─── Records supplied

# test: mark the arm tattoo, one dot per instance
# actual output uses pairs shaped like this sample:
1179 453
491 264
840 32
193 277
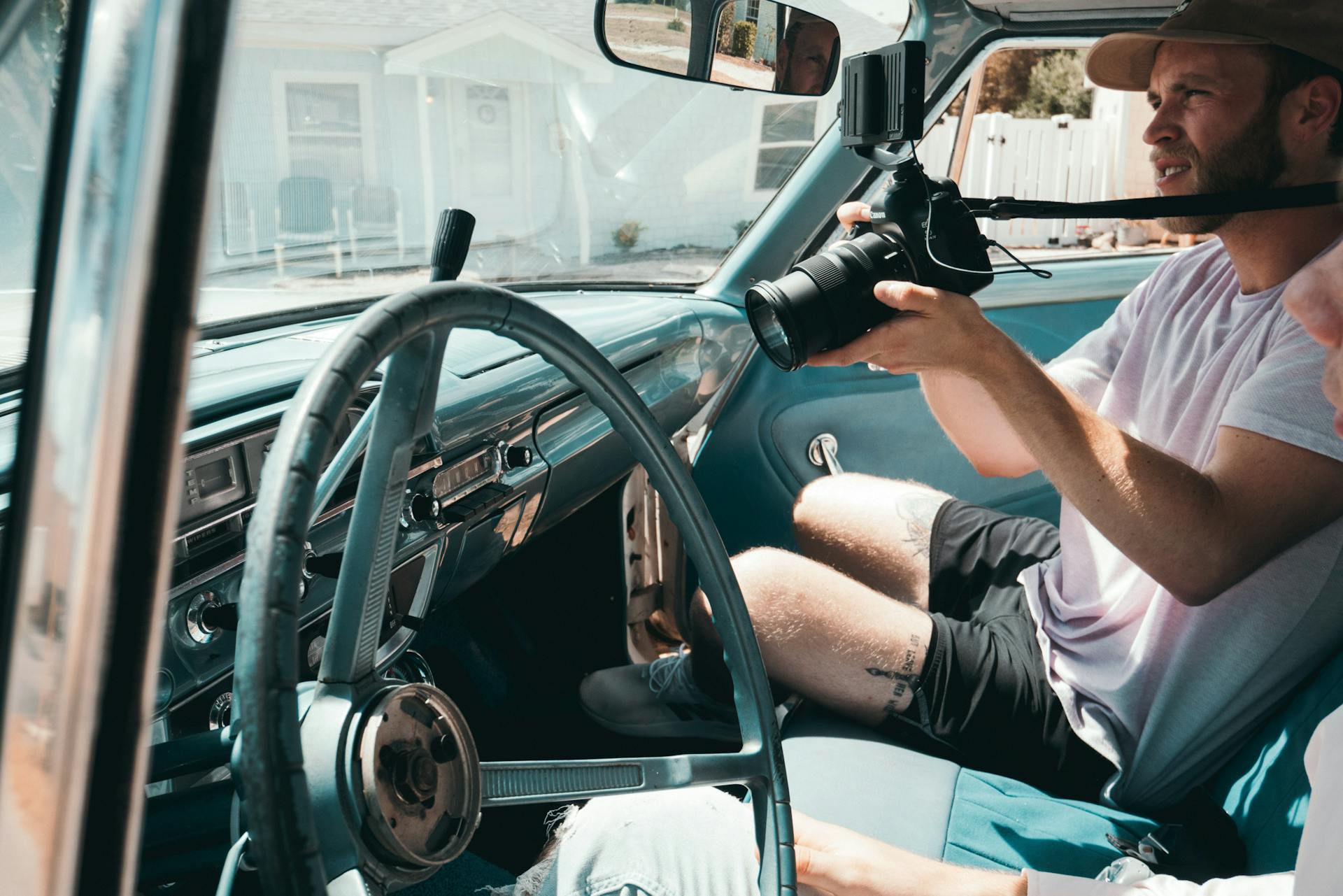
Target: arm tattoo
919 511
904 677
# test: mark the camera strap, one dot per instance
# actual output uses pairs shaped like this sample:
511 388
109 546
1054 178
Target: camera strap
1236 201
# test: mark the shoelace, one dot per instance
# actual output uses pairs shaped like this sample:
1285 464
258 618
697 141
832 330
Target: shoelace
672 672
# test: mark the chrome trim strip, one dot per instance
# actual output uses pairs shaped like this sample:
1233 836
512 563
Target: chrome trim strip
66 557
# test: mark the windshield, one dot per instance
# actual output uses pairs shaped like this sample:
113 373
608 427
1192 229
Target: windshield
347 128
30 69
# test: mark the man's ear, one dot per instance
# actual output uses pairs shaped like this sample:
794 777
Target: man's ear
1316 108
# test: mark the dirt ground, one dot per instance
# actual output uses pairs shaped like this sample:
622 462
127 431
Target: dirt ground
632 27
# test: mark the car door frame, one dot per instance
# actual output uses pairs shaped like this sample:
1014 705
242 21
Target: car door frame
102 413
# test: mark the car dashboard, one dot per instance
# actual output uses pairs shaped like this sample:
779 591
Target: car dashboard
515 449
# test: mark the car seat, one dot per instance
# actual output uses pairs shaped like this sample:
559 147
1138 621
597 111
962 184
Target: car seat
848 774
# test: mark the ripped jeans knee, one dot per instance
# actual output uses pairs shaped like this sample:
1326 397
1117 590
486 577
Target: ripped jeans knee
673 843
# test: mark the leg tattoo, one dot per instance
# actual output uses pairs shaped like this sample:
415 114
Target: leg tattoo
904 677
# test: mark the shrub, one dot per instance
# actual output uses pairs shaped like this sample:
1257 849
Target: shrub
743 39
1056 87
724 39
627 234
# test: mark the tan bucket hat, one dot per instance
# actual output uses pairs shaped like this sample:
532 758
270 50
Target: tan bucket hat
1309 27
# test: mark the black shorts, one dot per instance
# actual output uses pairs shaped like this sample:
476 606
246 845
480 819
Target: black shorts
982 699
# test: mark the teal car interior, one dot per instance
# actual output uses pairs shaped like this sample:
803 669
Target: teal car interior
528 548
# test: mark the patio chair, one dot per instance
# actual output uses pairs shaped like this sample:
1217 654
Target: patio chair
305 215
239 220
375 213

──────

# The problem:
Verbatim transcription needed, from the opening line of the entries above through the line containing "# test: mark the windshield, one"; pictures do not belong in it.

# The completed task:
# test: mark the arm tattoo, one dot per instance
# actual output uses pairs shaped like this sample:
1179 453
491 264
840 32
193 277
Target: arm tattoo
919 511
904 677
# test: mark the camera strap, one dot per instance
# actual output uses pairs shaped like this sample:
511 388
109 546
1054 178
Target: camera strap
1236 201
# test: mark the shoelace, one dot per instance
# actual output uses pairs shaped like this sample:
1285 464
258 618
697 141
832 330
Target: shoelace
672 672
# test: mark the chrome trim strip, one dot per instance
# actual output uses pairs shaped like this sample:
1233 836
512 563
Target: chrome trim strip
66 557
# test: mark the windshield, one dot per instance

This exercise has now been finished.